• Exercise tasks:
1 – Using the podcast transcript on converting mutual funds to ETFs, answer these:
(a) On what date was the episode recorded?
(b) In which office is Brian McCabe a partner?
(c) In what month and year was the initial white paper on converting mutual funds to ETFs published?
2 – Return the section of the podcast transcript starting at "Ed Baer: Sure." and ending at "completed conversion yet?", copied word for word.

• Excerpted passage:
*****
Podcast: Mutual Fund to ETF Conversion
In this third episode of our ETF podcast series (recorded on December 20, 2020), Ropes & Gray asset management attorneys Jeremy Smith, Brian McCabe, and Ed Baer discuss converting an existing mutual fund into an ETF and the related legal and operational issues.
Jeremy Smith: Hello and thank you for joining us today on this Ropes & Gray podcast. I'm Jeremy Smith, a partner in the New York office of Ropes & Gray. Joining me today are two of my colleagues from the asset management practice group, Brian McCabe, a partner in our Boston office, and Ed Baer, a counsel in our San Francisco office. In this podcast, which is part of a series of podcasts on ETF issues, we will provide a high-level overview of key considerations in converting an existing open-end mutual fund into an ETF. Ed, Can you tell us why the topic of converting mutual funds into ETFs is coming up now?
Ed Baer: Sure. Back in early-2019, a number of us at Ropes & Gray had conversations with clients and potential clients about how a sponsor might go about converting a mutual fund into an ETF, so we started to organize our thoughts about what a conversion might entail. And then the SEC approved the Precidian non-transparent active ETF exemptive order. We thought the ability to launch an actively-managed ETF that doesn’t have to disclose portfolio holdings on a daily basis might bring enthusiasm to the idea of a conversion. So in May 2019, we published our initial white paper on converting mutual funds to ETFs, and suddenly there was a lot of buzz about doing conversions.
Jeremy Smith: Thanks. Brian, with the idea of doing a conversion gaining acceptance, why have we still not seen a completed conversion yet?
*****
• Dataset extract:
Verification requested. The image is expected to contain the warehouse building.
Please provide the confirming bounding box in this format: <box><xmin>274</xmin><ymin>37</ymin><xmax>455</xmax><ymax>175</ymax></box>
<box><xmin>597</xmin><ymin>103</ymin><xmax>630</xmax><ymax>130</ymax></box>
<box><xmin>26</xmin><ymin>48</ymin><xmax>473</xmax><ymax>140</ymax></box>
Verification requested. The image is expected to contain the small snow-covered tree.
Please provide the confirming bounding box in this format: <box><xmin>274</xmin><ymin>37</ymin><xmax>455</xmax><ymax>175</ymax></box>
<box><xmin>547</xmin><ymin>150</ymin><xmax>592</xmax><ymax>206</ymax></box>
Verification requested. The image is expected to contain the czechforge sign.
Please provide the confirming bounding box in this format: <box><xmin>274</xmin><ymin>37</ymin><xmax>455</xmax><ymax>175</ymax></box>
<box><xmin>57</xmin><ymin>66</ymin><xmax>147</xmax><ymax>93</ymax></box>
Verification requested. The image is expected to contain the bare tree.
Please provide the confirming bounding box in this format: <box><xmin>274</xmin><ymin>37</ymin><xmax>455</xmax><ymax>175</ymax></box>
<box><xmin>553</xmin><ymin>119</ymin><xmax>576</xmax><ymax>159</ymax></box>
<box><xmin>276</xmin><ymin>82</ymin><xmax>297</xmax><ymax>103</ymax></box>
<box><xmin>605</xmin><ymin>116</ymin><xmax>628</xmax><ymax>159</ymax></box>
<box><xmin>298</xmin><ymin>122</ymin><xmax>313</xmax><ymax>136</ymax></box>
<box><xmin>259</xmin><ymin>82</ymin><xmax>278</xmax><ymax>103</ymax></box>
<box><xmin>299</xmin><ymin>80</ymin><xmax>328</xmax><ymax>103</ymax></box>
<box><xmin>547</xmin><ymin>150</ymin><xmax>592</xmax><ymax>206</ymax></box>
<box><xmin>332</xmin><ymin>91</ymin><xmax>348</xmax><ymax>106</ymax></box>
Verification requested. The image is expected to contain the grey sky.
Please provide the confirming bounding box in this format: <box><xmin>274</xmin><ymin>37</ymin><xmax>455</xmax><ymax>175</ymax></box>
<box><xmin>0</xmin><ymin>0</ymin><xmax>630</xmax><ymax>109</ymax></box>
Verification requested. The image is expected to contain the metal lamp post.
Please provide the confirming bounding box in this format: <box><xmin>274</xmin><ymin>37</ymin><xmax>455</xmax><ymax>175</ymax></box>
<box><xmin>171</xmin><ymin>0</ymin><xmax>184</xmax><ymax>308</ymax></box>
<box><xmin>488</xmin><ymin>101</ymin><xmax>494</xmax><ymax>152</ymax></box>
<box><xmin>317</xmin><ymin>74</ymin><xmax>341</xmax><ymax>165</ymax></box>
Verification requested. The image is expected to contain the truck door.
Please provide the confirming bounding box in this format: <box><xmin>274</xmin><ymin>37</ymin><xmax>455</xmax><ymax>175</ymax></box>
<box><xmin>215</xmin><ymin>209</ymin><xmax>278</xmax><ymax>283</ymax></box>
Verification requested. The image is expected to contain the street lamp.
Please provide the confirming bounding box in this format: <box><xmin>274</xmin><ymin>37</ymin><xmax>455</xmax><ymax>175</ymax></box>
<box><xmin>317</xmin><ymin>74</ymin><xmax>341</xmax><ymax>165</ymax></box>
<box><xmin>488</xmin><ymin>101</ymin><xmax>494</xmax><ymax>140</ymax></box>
*****
• Expected outputs:
1 –
(a) December 20, 2020
(b) Boston
(c) May 2019

2 –
Ed Baer: Sure. Back in early-2019, a number of us at Ropes & Gray had conversations with clients and potential clients about how a sponsor might go about converting a mutual fund into an ETF, so we started to organize our thoughts about what a conversion might entail. And then the SEC approved the Precidian non-transparent active ETF exemptive order. We thought the ability to launch an actively-managed ETF that doesn’t have to disclose portfolio holdings on a daily basis might bring enthusiasm to the idea of a conversion. So in May 2019, we published our initial white paper on converting mutual funds to ETFs, and suddenly there was a lot of buzz about doing conversions.
Jeremy Smith: Thanks. Brian, with the idea of doing a conversion gaining acceptance, why have we still not seen a completed conversion yet?